Document passage:
------------------------------
Supreme Court order should push government to bring clarity and cohesion into policy, address issues of shortage and equity.

By: Editorial |
Updated: June 4, 2021 8:55:20 am
The government has said that vaccine availability will be scaled up in the coming weeks and months and more than two billion doses will be available by December.

The Supreme Court’s reprimand should be a wake-up call for the Centre to put its floundering Covid vaccination drive back on the track. The Court’s order on Wednesday lists shortcomings — vaccine shortage, states being forced to compete with each other, marginalised sections bearing the brunt of the accessibility barrier created by reliance on digital means — that have been apparent for at least a month. The Centre has, so far, sought to either downplay this crisis or shift the blame onto the states. Last month, for instance, it urged the Court to “trust the wisdom of the executive and leave policy decisions to it”. This response has not cut much ice with the three-judge bench, which described the vaccination policy for the 18-44 years age group as “irrational” and “arbitrary”. The Court’s 32-page order asks the Centre to address a fundamental requirement sorely lacking in its Covid vaccination policy so far — a roadmap describing how it intends to meet its stated objective of inoculating the country’s entire adult population by December.
------------------------------
Task instructions:
1 - In the vaccination policy editorial above, what two words did the three-judge bench use to describe the vaccination policy for the 18-44 years age group?
2 - Please say whether each statement agrees with the vaccination policy editorial, answering yes or no and quoting its deciding words: (a) The Court's order runs to 32 pages. (b) The government has said more than one billion doses will be available by December. (c) The Centre urged the Court to leave policy decisions to the states.
3 - Carry on the vaccination policy editorial from its last sentence, in the same voice.

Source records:
------------------------------
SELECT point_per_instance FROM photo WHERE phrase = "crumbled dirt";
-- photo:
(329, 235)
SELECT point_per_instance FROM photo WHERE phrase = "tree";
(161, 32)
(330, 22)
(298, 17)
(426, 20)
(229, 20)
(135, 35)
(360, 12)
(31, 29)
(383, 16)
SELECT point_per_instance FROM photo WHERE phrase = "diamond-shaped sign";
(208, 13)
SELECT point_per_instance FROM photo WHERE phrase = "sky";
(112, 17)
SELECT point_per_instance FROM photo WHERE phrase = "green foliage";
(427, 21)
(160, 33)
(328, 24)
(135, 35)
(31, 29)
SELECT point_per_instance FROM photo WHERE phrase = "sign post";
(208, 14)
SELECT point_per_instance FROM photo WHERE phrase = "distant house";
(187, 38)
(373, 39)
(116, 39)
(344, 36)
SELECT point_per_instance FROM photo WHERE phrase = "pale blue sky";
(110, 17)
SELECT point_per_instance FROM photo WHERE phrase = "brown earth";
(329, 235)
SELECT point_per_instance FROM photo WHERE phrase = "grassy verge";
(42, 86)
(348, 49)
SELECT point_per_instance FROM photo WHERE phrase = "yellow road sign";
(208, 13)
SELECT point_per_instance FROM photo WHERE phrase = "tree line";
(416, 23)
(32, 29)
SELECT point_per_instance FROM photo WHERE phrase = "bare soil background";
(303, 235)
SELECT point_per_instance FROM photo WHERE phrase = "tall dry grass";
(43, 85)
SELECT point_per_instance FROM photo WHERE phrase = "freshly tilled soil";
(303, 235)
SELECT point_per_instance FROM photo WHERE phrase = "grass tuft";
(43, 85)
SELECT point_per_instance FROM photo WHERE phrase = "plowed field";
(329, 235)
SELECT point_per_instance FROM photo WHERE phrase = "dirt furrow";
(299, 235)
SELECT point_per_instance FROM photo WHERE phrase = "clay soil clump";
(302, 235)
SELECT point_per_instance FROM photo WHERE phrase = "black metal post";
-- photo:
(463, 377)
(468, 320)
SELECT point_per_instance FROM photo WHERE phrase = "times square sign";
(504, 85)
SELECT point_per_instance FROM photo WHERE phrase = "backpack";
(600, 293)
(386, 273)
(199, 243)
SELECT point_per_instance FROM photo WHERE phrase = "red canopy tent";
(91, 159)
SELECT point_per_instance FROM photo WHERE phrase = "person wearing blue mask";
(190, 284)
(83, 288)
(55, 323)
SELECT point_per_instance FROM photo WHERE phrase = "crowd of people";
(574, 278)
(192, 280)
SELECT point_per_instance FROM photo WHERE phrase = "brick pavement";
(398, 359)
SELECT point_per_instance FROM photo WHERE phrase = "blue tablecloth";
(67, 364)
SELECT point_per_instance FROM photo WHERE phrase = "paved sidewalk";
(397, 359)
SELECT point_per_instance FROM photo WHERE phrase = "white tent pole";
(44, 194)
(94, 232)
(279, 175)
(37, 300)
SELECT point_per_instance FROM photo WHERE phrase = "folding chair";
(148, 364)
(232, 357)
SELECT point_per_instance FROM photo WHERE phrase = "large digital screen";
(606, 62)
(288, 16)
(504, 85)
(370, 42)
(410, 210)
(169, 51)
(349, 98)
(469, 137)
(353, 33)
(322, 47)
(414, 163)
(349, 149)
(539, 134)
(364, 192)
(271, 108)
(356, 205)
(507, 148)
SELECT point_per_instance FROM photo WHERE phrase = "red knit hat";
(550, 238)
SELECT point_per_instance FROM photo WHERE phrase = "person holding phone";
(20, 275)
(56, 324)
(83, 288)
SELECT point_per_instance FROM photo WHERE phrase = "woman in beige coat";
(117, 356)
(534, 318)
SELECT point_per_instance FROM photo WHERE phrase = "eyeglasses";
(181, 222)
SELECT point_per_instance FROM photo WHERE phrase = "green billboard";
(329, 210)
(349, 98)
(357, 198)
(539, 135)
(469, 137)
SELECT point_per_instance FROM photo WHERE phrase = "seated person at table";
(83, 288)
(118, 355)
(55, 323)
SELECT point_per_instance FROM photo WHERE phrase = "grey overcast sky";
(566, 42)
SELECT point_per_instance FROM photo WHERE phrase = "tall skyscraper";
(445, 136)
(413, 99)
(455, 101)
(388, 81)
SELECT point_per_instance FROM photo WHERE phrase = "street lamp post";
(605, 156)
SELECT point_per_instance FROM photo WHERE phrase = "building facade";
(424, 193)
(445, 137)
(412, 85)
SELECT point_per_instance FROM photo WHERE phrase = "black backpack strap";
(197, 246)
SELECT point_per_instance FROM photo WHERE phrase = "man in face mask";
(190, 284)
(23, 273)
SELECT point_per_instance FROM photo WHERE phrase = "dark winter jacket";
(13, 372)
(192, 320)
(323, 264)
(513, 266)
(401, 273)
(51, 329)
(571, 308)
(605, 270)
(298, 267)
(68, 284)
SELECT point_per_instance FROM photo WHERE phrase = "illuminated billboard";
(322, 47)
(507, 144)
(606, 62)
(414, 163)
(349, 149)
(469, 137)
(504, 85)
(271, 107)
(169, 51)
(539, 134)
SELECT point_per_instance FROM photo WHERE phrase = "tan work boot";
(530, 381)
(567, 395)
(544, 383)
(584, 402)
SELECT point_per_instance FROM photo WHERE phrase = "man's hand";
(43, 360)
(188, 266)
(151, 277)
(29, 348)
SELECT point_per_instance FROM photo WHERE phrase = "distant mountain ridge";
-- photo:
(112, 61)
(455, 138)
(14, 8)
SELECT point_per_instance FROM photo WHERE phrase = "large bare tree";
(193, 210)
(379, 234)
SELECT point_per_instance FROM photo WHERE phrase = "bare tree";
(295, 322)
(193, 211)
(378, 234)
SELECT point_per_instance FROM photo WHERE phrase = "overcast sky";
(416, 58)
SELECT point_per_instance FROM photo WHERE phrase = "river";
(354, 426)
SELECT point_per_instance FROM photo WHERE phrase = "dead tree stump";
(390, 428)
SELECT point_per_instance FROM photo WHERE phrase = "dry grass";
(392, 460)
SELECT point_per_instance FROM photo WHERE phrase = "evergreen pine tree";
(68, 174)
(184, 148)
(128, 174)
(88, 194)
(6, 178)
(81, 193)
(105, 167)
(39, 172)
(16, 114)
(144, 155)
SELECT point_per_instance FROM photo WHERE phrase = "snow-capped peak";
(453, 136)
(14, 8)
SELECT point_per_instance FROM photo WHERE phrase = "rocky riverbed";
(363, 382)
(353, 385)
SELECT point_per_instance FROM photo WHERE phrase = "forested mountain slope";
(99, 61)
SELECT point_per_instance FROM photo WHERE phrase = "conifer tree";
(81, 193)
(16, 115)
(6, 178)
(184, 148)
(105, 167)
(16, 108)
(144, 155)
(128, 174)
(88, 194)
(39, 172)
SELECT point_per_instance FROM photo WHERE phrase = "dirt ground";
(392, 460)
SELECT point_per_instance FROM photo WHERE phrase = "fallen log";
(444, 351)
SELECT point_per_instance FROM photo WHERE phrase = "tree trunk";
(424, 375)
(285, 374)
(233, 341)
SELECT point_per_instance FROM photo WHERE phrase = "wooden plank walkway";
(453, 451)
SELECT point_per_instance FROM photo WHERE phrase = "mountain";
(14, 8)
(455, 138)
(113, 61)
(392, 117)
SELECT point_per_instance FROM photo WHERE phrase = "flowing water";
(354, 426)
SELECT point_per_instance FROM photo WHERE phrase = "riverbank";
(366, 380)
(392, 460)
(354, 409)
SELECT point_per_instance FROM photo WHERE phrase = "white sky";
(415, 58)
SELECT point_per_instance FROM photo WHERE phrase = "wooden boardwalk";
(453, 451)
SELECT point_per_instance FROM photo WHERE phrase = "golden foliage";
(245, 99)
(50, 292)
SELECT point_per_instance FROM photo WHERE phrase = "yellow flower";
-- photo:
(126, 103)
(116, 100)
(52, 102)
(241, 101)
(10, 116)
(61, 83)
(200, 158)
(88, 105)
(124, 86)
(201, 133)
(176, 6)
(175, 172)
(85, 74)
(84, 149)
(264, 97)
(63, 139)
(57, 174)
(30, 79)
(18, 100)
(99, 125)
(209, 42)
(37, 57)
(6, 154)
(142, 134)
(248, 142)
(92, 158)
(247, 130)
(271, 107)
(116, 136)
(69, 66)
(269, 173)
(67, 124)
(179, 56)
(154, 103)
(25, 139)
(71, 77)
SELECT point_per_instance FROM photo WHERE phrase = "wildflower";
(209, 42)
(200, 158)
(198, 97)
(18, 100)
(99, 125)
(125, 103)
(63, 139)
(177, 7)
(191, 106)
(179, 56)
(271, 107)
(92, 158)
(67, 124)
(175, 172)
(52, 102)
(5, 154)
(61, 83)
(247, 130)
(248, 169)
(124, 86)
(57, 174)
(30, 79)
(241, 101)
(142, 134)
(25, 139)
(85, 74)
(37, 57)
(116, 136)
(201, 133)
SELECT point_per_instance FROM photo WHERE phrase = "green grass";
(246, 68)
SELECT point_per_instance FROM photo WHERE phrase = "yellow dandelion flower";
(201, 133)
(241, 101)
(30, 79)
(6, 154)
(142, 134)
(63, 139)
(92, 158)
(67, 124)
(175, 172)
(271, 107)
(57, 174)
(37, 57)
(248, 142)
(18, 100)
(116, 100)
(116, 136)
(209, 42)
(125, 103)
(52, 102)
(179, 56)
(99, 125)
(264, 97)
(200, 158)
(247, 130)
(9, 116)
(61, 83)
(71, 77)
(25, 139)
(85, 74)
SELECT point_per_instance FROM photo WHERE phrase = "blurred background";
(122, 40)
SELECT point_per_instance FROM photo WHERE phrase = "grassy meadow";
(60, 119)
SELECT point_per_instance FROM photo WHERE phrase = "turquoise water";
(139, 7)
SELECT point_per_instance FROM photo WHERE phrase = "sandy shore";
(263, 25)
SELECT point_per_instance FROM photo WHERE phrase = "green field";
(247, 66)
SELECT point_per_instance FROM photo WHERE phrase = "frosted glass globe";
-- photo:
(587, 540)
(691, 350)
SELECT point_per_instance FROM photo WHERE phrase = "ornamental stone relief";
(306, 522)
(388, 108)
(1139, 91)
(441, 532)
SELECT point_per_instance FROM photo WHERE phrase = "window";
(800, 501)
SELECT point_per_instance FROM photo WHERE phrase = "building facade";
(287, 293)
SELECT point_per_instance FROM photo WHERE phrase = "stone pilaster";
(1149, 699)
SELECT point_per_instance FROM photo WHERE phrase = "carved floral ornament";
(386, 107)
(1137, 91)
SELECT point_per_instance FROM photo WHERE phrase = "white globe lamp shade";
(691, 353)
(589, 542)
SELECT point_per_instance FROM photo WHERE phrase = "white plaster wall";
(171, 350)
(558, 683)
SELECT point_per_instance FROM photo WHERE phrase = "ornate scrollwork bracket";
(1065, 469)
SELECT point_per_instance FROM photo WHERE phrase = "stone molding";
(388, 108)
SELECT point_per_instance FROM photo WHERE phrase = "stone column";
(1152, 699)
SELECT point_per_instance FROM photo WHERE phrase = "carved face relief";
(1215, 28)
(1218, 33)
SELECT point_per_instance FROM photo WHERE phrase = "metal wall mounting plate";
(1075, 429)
------------------------------
Answers:
1 - "Irrational" and "arbitrary."

2 -
(a) Yes: "The Court’s 32-page order"
(b) No: "more than two billion doses will be available by December"
(c) No: "trust the wisdom of the executive and leave policy decisions to it"

3 -
The government has said that vaccine availability will be scaled up in the coming weeks and months and more than two billion doses will be available by December. A reality check conducted by this paper in the second week of May has revealed the challenges this plan could come up against — it will require a massive ramping up of indigenous production capacity and opening negotiations with foreign manufacturers. The Centre hasn’t demonstrated adequate alacrity in this respect. A deal has been struck for the supply of the Russian-made Sputnik V vaccine and the government is holding talks with pharma giants such as Pfizer, Johnson & Johnson, and Moderna. But its current policy puts the onus on states to secure vaccine deals for the 18-44 age group. This, as the SC points out, goes against the procedure established by the Universal Immunisation Programme “under which essential vaccines were procured by the UoI and distributed to states/UTs free of cost for administering them to the end beneficiary”. The court’s critique is in a similar vein to the concerns raised by several states. Kerala Chief Minister Pinarayi Vijayan’s demand that the Centre float global tenders and facilitate free universal vaccination has been echoed by the CMs of several Opposition-ruled states. Significantly, also, proposals to review the vaccination policy have acquired traction amongst BJP-run state governments as well. Madhya Pradesh CM Shivraj Singh Chouhan has, for instance, suggested that “all CMs come together and approach the Prime Minister to form a centralised policy for Covid vaccination”.

The SC has asked the government to respond to its concerns in two weeks. The vaccine is the strongest shield against the vagaries of the pathogen. This lesson from the horrors of the last two months must not be lost on the Centre as it frames its response to the Court’s order.